**YANG HARUS DIKERJAKAN**:
(1) Jawablah pertanyaan berikut berdasarkan kutipan.
(a) Siapa yang menjabat Ketua Aliansi Nasional Anti Syiah (ANNAS) Pusat?
(b) Di negara mana saja revolusi disebut telah dilakukan?
(c) Sidney Jones menjabat penasihat senior di organisasi apa?
(2) Tentukan apakah setiap pernyataan di bawah ini sesuai dengan kutipan, lalu sertakan kata-kata kutipan yang menjadi dasarnya.
(a) BNPT memberikan jawaban yang tegas atas pertanyaan Al Irsyad.
(b) Sidney Jones menyampaikan pandangannya dalam wawancara dengan wartawan Media ABI.
(c) Sidney Jones khawatir akan upaya pengiriman warga Indonesia ke Suriah.
(3) Lanjutkan kutipan tentang pertemuan media Islam dengan BNPT mulai dari kalimat terakhirnya.

**KUTIPAN TERPILIH**:
Pertemuan media Islam dengan BNPT.
berikut dialog Al Irsyad dengan wakil BNPT:
Al irsyad : Jangan2 ini pesanan syiah…karena situs2 yang bapak blokir itu…semua menentang syiah…jangan2 itu alasannya…iya pak???
BNPT : Kami belum bisa menjawab…
Ketua Aliansi Nasional Anti Syiah (ANNAS) Pusat Ustadz Athian Ali M.
Da’i, MA menyayangkan sikap BNPT menutup sejumlah situs media Islam yang
dituduh sebagai situs radikal. Akan tetapi, BNPT melupakan Syiah.
Sebuah kelompok dinilai Ustadz Athian berpotensi menggulingkan
pemerintah.
“Kita menganggap kelompok Syiah ini adalah kelompok radikal yang
berpotensi untuk melakukan revolusi, karena tidak ada Syiah tanpa
revolusi,” tegasnya saat kepada Jurniscom, rabu (1/4/2015.
Alasannya, menurut Ustadz Athian, salah satu rukun iman Syiah adalah
Imamah dan salah satu rukun Islam adalah wilayah. “Dan (revolusi-red)
itu sudah mereka lakukan di Irak, di Libanon, di Suriah, yang terahir di
Yaman,” katanya sembari menambahkan hal tersebut sangat mungkin terjadi
di Indonesia.
“Jadi, mestinya kelompok ini yang seharusnya diawasi. Kelompok ini
berpotensi melakukan revolusi, bukan terorisme lagi,” ungkapnya.
Makin masifnya gerakan anti-Syiah di Indonesia menciptakan kekhawatiran
tersendiri bagi peneliti terorisme di Asia Tenggara, Sidney Jones.
Penasihat senior International Crisis Group (ICG) di Indonesia ini
mengungkapkan bahwa jika hal ini terus dibiarkan, Muslim Syiah Indonesia
bukan tak mungkin akan menjadi target baru terorisme.
Dalam wawancara dengan wartawan
Media ABI, Sidney Jones
menengarai konflik Suriah yang dipersepsi oleh kelompok teroris sebagai
konflik Sunni-Syiah –meski sudah jelas Basshar sendiri bukan Syiah– bisa
mengubah peta terorisme di Indonesia. “Saya khawatir konflik Suriah
yang ditafsirkan di sini sebagai konflik Sunni-Syiah (oleh kelompok
radikal). Bisa saja terjadi target Syiah akan naik dalam kalkulasi para
teroris di Indonesia,” terang dia.
Hal lain yang juga dikhawatirkannya adalah upaya kelompok radikal
mengirimkan warga Indonesia ke Suriah untuk membantu pemberontak di
negara itu. “Ini artinya, akan ada generasi teroris yang akan kembali ke
Indonesia. Mungkin seperti alumni Afghanistan dulu yang ternyata bisa
mengubah pola terorisme di Indonesia.”.

**DATA YANG DIBERIKAN**:
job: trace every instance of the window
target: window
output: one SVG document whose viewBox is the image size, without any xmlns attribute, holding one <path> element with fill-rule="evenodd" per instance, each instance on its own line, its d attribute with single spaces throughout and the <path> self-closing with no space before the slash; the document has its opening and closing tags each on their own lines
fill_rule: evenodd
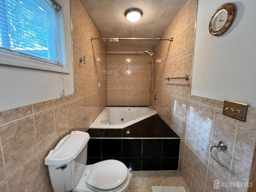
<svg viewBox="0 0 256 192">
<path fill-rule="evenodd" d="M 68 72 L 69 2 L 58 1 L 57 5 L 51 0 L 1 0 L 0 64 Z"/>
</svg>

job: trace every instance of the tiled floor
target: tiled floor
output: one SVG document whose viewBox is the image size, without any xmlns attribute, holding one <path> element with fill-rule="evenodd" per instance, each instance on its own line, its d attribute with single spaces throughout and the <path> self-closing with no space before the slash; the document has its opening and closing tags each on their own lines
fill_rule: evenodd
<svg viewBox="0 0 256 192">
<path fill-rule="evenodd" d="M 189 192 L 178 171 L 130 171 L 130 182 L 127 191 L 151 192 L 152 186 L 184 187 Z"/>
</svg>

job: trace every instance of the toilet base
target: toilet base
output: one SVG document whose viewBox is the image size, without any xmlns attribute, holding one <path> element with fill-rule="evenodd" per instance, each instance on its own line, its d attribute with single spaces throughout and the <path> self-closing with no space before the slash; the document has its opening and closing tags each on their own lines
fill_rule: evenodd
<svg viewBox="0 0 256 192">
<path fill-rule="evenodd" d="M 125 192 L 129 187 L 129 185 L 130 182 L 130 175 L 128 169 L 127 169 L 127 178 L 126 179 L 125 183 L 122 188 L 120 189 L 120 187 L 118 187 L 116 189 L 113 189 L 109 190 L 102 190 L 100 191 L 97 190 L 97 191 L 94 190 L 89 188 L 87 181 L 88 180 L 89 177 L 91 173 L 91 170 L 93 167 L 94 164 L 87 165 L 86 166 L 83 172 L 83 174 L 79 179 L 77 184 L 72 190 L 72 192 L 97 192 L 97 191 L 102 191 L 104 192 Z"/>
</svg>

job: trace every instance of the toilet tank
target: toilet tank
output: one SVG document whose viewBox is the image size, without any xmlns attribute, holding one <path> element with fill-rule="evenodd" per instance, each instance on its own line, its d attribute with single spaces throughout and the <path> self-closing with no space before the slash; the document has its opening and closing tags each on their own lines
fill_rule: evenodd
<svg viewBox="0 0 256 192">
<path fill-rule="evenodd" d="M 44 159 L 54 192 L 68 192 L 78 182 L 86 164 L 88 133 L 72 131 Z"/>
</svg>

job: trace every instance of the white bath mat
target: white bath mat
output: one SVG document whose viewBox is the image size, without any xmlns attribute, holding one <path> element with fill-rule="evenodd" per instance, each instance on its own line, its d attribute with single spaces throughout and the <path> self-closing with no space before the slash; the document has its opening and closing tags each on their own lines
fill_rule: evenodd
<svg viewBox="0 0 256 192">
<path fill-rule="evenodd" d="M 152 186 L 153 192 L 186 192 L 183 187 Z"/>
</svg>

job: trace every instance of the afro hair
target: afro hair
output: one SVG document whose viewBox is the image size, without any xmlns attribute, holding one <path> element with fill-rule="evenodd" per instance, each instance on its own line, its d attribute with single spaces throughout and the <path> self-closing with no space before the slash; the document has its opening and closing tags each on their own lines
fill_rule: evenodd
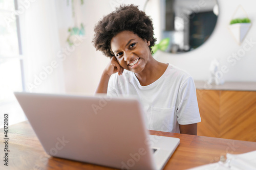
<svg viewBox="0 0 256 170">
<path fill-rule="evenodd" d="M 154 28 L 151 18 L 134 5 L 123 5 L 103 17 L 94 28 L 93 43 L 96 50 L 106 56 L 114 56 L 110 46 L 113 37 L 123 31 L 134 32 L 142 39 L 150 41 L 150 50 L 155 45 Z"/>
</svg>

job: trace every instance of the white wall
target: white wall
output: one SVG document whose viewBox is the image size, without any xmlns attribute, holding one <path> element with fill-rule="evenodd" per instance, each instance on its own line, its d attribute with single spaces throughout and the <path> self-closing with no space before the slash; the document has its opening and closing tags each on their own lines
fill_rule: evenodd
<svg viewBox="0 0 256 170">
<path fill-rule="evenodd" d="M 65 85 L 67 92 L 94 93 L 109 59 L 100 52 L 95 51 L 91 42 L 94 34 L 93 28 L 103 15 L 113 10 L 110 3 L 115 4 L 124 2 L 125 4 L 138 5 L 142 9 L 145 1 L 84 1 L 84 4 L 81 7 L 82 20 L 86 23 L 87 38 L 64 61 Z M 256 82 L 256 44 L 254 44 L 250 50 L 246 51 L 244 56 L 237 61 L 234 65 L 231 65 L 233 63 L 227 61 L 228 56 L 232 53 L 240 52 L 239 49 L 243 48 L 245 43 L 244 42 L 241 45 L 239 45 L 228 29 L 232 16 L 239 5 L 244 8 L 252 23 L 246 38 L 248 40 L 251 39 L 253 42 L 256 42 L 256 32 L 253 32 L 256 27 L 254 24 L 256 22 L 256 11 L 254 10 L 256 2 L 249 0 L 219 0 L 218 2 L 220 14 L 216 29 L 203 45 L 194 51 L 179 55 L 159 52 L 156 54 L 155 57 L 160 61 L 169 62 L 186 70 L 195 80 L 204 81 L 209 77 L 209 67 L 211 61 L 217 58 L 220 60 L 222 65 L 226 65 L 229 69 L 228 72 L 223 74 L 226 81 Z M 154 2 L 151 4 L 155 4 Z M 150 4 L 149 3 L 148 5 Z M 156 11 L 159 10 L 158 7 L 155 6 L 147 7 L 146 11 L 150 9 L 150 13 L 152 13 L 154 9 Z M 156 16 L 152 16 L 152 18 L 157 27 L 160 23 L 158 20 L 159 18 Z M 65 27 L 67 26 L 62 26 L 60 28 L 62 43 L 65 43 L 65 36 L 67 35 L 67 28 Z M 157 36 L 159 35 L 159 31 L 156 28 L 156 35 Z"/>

**JAWABAN PER TUGAS**:
(1)
(a) Ustadz Athian Ali M. Da'i, MA.
(b) Irak, Libanon, Suriah, dan Yaman.
(c) International Crisis Group (ICG) di Indonesia.

(2)
(a) Tidak. "Kami belum bisa menjawab…"
(b) Ya. "Dalam wawancara dengan wartawan Media ABI, Sidney Jones menengarai konflik Suriah"
(c) Ya. "Hal lain yang juga dikhawatirkannya adalah upaya kelompok radikal mengirimkan warga Indonesia ke Suriah untuk membantu pemberontak di negara itu."

(3)
Lebih lanjut dia menambahkan, “Mereka akan bisa melakukan aksi yang jauh lebih dahsyat terhadap kelompok-kelompok ini (Syiah).”.
“Pernah ada satu perencanaan aksi terorisme terhadap Syiah di Indonesia
yang dipimpin oleh Abu Umar. Saat mereka ditangkap, mereka sudah membuat
survei beberapa lembaga Syiah di Jakarta. Sejak saat itu muncul daftar
77 lembaga Syiah yang kemudian tersebar melalui facebook dan baru-baru
ini dimuat di situs voaislam.com. Ini bisa mendorong kelompok-kelompok
jihadi untuk menyerang Syiah,” tambahnya.
Saat ditanya mengapa tiba-tiba saja muncul fenomena propaganda masif
kebencian terhadap Syiah ini, Sidney sendiri merasa heran. Ia mengaku
sebelumnya tak pernah memikirkan bahwa Syiah akan menjadi target
terorisme di Indonesia. “Saya tidak tahu. Tetapi saya kira tidak dari
rasa kebencian masyarakat Indonesia sendiri. Karena masyarakat Indonesia
adalah orang-orang yang sudah berabad-abad hidup rukun dan bertoleransi
terhadap Syiah.”.
Jika bukan asli dari masyarakat Indonesia yang memang selama
berabad-abad tercatat hidup damai bersama Syiah, lalu dari manakah
propaganda masif yang tiba-tiba saja muncul mengobarkan kebencian
sektarian terhadap Syiah ini?
Belakang ini opini-opini yang dihembuskan Wahabi seolah-olah
Indonesia darurat Syi’ah, padahal Indonesia sudah darurat Wahabi. Wahabi
membuat Indonesia seolah-olah dipenuhi Syi’ah, sebab Wahhabi lah yang
paling getol gembar-gembor menyatakan Syi’ah kafir. Mereka juga pasang
spanduk dimana-mana.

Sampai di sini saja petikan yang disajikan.